Testo fornito:
La riforma Moratti – Fontana non riequilibra in alcun modo questa situazione. Tutt’altro. Non è accettabile che per importanti visite l’unica via sia pagare. E’ un sistema che non regge più. Come non regge più una sanità territoriale che la riforma Moratti – Fontana si è ben guardata dal ripensare a dovere. Mi dipingono come un “rivoluzionario” quando al contrario sono una persona molto molto concreta. I veri cambiamenti si fanno con i passi giusti. Senza strappi. Ma tornare a investire nella sanità pubblica sarà una delle mie priorità. Voglio riscrivere la riforma della sanità con i medici, gli infermieri e gli operatori sanitari. E’ stupefacente come la sanità registri queste difficoltà in una Regione che ha straordinarie eccellenze pubbliche e private che, tuttavia, non vengono valorizzate come si dovrebbe.
Ti conosco da anni. Non hai la patente, detesti le auto blu e spesso di muovi coi mezzi pubblici. Quindi comprendi i pendolari più di ogni altro candidato. Cosa faresti per aiutarli per davvero?
Innanzitutto ascoltarli veramente. Sembra poco ma penso che in questi anni troppe volte si siano trovati di fronte un autentico muro di gomma. Trenord si è rivelata non all’altezza e lo stesso Fontana ha dovuto riconoscerlo. Vi sono aree del territorio – penso alla Mantova – Cremona- che presenta infrastrutture autostradali e ferroviarie per nulla all’altezza di una regione come la Lombardia. Fontana vuole che ogni città sia collegata a Milano entro un’ora. Adesso. E lui e i suoi predecessori dov’erano? Perché siamo ancora in una situazione di treni soppressi, disagi continui che rovinano la vita delle persone? I pendolari non sono figli di un dio minore. Ecco perché penso che la guida di Regione dovrà essere più “forte” riguardo al governo – e agli investimenti – nel settore trasporti lombardo.
La Lombardia è raccontata come una regione ricca e produttiva. Una regione che è un arcipelago di padroncini, commercianti, piccoli e grandi industriali. Come pensi di attrarre il voto di quei ceti che mai hanno votato a sinistra negli ultimi 25 anni?
Con un programma che non vuole essere il solito elenco di buoni propositi o da allievi di “Dulcamara”, insomma non vogliamo e non possiamo vendere pozioni magiche. La crescita del sistema produttivo lombardo è lo strumento che può portare alla creazione di nuovi posti di lavoro. Vogliamo aiutare e agevolare chi fa impresa. Ma allo stesso tempo vogliamo anche impegnarci perché i divari sociali si abbattano….questa forbice oggi è troppo larga e mi preoccupa
Quali altre cose cambieresti per la tua regione?
Ad esempio mi impegnerò sul ripensamento della formazione lombarda. Sugli ITS Regione Lombardia può fare molto di più. La formazione professionale è fondamentale e risponde alle richieste dei territori.
Il PD vince nei centri urbani (quasi tutte le città lombarde sono amministrate dai dem) e perde in provincia e nelle zone rurali. Con quale tipo di partito si esce dalla Ztl?
Con il partito dell’ascolto, dell’incontro. Con il partito che si consuma la suola delle scarpe e va, come ho già detto, negli angoli meno al centro dei riflettori della nostra Regione. Quei territori che più patiscono i quasi trent’anni di gestione del centrodestra. Dobbiamo ascoltare e parlare. Far capire le nostre proposte e non avere paura di andare da nessuna parte. Se ci hanno vissuto come distanti dobbiamo girare pagina. Per questo dico che dobbiamo vincere in ogni luogo di Regione.

Record archiviati:
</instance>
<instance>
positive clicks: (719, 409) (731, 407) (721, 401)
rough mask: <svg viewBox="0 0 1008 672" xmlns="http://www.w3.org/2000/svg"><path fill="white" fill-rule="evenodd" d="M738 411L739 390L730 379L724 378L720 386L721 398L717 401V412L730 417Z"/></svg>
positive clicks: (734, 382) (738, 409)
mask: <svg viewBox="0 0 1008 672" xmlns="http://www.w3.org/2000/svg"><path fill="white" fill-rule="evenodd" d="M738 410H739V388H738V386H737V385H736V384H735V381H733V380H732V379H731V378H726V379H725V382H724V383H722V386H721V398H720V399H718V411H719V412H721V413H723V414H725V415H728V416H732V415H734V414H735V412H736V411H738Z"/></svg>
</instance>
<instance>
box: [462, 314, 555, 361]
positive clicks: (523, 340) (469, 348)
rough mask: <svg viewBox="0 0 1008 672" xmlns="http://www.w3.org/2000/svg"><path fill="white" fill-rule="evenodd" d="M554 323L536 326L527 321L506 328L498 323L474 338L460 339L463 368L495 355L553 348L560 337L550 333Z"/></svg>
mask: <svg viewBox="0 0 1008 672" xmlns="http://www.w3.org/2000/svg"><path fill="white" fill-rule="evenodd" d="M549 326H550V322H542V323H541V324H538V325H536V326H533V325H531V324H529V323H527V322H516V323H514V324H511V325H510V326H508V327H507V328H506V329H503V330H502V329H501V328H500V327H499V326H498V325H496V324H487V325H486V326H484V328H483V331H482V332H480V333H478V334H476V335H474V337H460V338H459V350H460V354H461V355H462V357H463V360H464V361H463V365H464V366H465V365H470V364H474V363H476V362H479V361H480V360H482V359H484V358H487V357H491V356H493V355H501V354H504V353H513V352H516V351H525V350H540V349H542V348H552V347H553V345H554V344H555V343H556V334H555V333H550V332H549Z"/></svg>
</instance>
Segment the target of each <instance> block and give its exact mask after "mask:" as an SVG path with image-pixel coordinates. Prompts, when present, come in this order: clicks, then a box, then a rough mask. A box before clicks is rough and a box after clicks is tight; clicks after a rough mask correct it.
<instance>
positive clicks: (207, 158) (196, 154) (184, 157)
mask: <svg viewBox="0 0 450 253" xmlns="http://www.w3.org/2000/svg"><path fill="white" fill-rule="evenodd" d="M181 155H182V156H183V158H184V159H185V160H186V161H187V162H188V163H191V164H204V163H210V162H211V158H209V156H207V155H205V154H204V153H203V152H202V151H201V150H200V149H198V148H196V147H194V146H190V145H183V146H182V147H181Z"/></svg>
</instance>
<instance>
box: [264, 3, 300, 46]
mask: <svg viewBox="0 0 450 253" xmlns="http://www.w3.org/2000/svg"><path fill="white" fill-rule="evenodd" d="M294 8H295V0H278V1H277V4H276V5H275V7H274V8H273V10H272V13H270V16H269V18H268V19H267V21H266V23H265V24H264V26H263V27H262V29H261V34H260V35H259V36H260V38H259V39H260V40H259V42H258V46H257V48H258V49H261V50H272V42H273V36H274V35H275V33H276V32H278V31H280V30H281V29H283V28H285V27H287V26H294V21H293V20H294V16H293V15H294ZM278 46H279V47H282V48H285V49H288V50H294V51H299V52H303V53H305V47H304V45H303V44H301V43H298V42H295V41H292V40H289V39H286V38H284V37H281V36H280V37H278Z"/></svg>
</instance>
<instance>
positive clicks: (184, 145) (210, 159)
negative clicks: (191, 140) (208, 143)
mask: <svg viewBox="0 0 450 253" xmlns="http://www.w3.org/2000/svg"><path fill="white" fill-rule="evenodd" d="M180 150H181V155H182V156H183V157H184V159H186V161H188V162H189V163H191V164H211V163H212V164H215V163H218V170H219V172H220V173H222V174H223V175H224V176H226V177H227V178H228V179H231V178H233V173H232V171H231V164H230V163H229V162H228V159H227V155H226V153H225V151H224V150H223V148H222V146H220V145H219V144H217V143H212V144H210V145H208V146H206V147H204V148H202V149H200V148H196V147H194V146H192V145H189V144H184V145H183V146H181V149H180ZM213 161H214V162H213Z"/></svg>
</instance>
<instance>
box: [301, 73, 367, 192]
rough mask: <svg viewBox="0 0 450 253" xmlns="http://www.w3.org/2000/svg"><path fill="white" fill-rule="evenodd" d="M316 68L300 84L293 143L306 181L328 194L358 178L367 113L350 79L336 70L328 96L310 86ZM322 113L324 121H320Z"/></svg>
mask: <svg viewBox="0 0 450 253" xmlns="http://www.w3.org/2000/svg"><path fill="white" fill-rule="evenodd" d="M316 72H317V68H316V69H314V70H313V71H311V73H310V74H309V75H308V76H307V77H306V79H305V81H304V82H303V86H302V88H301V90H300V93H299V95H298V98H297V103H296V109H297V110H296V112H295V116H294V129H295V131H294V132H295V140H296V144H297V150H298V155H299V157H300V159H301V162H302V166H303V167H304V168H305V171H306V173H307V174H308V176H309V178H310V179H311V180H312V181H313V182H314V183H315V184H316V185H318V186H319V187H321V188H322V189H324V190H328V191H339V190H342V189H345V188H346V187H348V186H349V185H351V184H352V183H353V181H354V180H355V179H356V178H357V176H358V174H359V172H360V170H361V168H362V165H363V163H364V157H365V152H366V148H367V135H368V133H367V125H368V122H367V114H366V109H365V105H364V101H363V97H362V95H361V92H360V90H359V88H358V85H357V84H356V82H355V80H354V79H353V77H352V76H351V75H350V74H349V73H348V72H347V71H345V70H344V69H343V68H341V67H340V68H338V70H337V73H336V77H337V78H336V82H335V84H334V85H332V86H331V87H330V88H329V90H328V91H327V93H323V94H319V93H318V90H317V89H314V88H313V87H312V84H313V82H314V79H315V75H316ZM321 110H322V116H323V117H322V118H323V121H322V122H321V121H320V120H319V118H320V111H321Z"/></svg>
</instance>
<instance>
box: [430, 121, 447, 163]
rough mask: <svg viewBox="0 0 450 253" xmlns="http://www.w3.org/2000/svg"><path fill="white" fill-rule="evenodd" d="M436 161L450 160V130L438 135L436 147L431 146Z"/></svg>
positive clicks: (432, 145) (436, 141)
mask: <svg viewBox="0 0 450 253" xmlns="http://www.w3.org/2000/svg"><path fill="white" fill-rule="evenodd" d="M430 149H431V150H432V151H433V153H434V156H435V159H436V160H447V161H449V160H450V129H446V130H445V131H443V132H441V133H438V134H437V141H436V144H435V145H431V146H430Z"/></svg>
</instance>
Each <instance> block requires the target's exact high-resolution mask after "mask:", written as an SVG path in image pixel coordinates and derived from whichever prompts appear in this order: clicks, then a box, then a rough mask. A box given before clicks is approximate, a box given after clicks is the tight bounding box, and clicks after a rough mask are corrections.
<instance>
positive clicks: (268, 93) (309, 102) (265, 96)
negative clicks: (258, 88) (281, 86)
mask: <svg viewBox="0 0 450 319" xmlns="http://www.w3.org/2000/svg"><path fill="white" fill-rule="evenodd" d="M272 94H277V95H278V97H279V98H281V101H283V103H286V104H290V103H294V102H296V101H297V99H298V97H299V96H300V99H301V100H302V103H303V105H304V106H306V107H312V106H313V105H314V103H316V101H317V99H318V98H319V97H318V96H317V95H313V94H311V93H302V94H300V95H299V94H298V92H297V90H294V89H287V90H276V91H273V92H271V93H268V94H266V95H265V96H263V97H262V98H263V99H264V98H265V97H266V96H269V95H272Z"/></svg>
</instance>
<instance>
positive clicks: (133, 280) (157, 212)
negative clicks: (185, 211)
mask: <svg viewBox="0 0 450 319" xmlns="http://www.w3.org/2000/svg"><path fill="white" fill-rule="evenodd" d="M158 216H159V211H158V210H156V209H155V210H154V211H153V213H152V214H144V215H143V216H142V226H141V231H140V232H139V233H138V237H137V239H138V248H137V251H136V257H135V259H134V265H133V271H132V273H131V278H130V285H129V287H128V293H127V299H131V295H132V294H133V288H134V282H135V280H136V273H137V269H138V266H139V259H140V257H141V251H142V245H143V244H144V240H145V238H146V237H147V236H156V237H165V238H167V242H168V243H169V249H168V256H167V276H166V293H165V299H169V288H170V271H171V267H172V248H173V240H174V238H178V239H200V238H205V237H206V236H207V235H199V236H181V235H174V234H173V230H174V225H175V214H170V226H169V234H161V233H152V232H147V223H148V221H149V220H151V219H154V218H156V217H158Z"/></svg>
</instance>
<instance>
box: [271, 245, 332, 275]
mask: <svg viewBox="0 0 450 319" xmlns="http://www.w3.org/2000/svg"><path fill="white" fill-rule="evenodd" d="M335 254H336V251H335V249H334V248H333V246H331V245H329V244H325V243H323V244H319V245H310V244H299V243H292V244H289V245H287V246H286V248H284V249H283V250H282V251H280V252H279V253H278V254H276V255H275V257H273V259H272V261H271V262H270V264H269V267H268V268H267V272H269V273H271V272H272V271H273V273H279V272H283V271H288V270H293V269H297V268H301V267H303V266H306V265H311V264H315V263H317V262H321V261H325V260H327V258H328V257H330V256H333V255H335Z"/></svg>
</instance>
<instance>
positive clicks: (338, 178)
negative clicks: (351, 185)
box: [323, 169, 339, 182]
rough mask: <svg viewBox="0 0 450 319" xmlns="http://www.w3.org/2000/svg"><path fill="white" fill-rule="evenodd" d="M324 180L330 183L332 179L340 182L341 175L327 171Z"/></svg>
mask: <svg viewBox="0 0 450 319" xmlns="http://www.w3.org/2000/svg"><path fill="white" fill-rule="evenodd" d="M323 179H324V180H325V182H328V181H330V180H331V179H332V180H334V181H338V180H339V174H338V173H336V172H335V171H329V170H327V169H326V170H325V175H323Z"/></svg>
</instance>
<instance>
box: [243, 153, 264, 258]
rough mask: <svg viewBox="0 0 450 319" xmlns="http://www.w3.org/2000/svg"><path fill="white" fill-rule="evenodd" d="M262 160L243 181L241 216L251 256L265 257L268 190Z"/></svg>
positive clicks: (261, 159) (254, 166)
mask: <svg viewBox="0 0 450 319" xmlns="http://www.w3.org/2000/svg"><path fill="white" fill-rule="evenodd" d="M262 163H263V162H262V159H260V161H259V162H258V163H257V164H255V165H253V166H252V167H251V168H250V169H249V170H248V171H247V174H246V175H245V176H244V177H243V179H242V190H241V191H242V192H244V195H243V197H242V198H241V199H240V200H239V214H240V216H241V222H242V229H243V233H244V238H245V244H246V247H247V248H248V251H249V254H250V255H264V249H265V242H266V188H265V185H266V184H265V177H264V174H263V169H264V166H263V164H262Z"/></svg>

Obiettivo dell'esercizio: Estrai dal testo sulla Lombardia il passo che va da "Il PD vince" a "luogo di Regione.", riportandolo senza alcuna modifica. Per svolgere il lavoro fai riferimento unicamente al testo.

Risposta:
Il PD vince nei centri urbani (quasi tutte le città lombarde sono amministrate dai dem) e perde in provincia e nelle zone rurali. Con quale tipo di partito si esce dalla Ztl?
Con il partito dell’ascolto, dell’incontro. Con il partito che si consuma la suola delle scarpe e va, come ho già detto, negli angoli meno al centro dei riflettori della nostra Regione. Quei territori che più patiscono i quasi trent’anni di gestione del centrodestra. Dobbiamo ascoltare e parlare. Far capire le nostre proposte e non avere paura di andare da nessuna parte. Se ci hanno vissuto come distanti dobbiamo girare pagina. Per questo dico che dobbiamo vincere in ogni luogo di Regione.